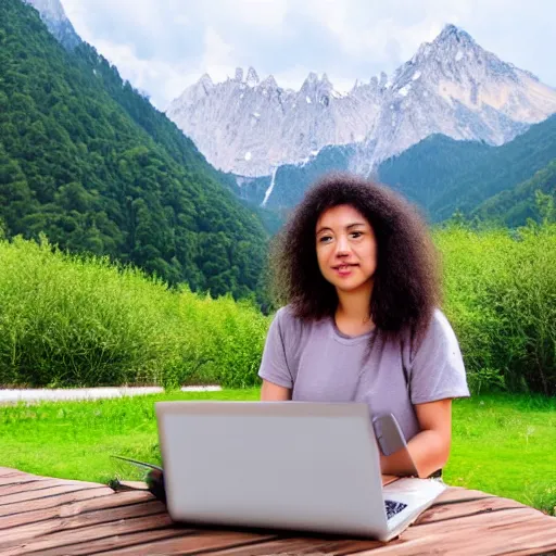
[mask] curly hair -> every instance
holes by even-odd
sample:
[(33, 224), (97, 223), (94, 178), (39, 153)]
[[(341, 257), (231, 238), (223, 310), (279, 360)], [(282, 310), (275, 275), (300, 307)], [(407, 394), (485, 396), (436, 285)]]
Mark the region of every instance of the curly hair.
[(391, 189), (351, 174), (317, 180), (275, 238), (271, 267), (279, 303), (289, 303), (302, 319), (333, 316), (338, 294), (318, 267), (315, 232), (320, 214), (340, 204), (356, 208), (375, 232), (377, 270), (369, 302), (375, 326), (390, 337), (406, 328), (420, 337), (440, 303), (439, 265), (427, 226)]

- - -

▶ _Aim of the task_: Update the listing above so that "curly hair" becomes "wavy hair" wherever it occurs, with everything else left as it is. Leave the pictures out of your version.

▶ _Result of the exercise_:
[mask] wavy hair -> every instance
holes by even-odd
sample:
[(33, 224), (97, 223), (94, 178), (39, 153)]
[[(341, 257), (231, 238), (223, 310), (279, 360)], [(282, 310), (275, 275), (300, 307)], [(407, 394), (485, 396), (436, 285)]]
Mark the region of every instance of the wavy hair.
[(391, 189), (351, 174), (317, 180), (275, 238), (271, 267), (279, 303), (289, 303), (302, 319), (333, 316), (338, 294), (318, 267), (315, 232), (320, 214), (340, 204), (356, 208), (375, 232), (377, 270), (369, 302), (375, 326), (390, 337), (406, 328), (420, 337), (440, 303), (439, 265), (427, 226)]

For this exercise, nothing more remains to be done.